What needs to be done: Reproduce the rows below, starting at the line that contains "wristband in the photo above." and ending with the last line of the rows, with the requests included. Multiply every pixel coordinate in the answers by 0.3 and round each result to a whole number, rounding halves up.
** begin Input **
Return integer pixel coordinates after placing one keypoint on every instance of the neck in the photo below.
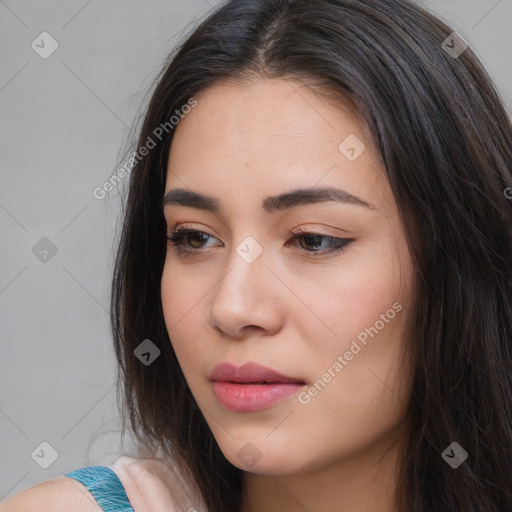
(362, 482)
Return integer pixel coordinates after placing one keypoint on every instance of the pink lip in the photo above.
(251, 387)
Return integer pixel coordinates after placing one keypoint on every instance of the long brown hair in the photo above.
(446, 142)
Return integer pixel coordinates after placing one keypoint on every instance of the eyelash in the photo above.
(176, 239)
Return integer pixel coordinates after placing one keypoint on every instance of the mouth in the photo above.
(250, 373)
(251, 387)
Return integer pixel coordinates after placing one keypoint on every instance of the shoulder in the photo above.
(58, 495)
(156, 484)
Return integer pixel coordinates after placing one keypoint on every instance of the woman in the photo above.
(312, 299)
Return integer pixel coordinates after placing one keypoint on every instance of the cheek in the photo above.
(180, 304)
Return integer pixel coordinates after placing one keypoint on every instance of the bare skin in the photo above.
(296, 308)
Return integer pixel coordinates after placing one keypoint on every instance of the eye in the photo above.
(188, 241)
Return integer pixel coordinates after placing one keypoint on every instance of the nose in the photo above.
(247, 298)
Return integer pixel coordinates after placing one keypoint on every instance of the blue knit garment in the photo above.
(105, 486)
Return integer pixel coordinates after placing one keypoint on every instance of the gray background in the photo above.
(64, 121)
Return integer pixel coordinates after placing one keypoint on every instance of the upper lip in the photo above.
(249, 373)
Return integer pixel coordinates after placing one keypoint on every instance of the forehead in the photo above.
(245, 142)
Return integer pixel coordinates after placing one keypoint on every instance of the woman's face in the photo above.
(247, 291)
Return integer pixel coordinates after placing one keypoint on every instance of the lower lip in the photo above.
(252, 397)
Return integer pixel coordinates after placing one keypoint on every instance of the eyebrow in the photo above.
(285, 201)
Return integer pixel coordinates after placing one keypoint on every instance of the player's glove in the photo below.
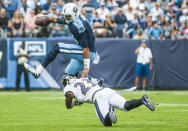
(76, 103)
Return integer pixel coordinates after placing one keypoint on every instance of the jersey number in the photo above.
(84, 90)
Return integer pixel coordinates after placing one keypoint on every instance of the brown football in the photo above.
(42, 21)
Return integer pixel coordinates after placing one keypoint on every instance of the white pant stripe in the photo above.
(71, 51)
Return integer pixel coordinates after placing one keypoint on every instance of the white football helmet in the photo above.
(67, 79)
(70, 12)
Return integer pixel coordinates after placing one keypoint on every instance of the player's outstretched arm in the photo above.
(68, 101)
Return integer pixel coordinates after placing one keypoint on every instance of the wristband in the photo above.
(86, 63)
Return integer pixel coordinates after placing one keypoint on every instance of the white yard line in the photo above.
(169, 104)
(32, 93)
(47, 98)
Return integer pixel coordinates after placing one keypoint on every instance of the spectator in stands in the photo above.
(110, 25)
(144, 64)
(30, 25)
(31, 4)
(167, 29)
(89, 9)
(184, 17)
(185, 4)
(4, 23)
(130, 14)
(59, 29)
(103, 11)
(149, 5)
(46, 6)
(98, 26)
(170, 11)
(110, 4)
(175, 31)
(163, 3)
(139, 35)
(23, 8)
(38, 9)
(141, 9)
(181, 34)
(17, 24)
(121, 3)
(121, 22)
(156, 11)
(156, 32)
(12, 6)
(23, 57)
(53, 10)
(148, 30)
(115, 10)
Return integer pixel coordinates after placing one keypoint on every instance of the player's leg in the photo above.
** end Input **
The reply:
Return integer pixel coordinates after placing one keypoint on every instance of the wristband in the photo above.
(26, 19)
Return integer pixel coordinates after placing one keypoint on every instance of the white yard line in the photo above.
(51, 31)
(10, 28)
(14, 29)
Return integer pixel coordinates after placing one keypoint on every instance of the spectator in stands in the photo above.
(33, 8)
(43, 19)
(9, 8)
(9, 1)
(50, 9)
(27, 3)
(55, 5)
(56, 1)
(1, 7)
(39, 4)
(18, 9)
(31, 3)
(45, 2)
(14, 2)
(29, 8)
(51, 3)
(33, 1)
(53, 9)
(49, 1)
(42, 11)
(7, 2)
(11, 3)
(42, 3)
(54, 10)
(5, 7)
(36, 1)
(36, 7)
(47, 3)
(47, 10)
(4, 2)
(7, 17)
(16, 3)
(44, 9)
(35, 3)
Return integer pixel coordinates after placing one keypoint on every instance of the player's leg in the photo above.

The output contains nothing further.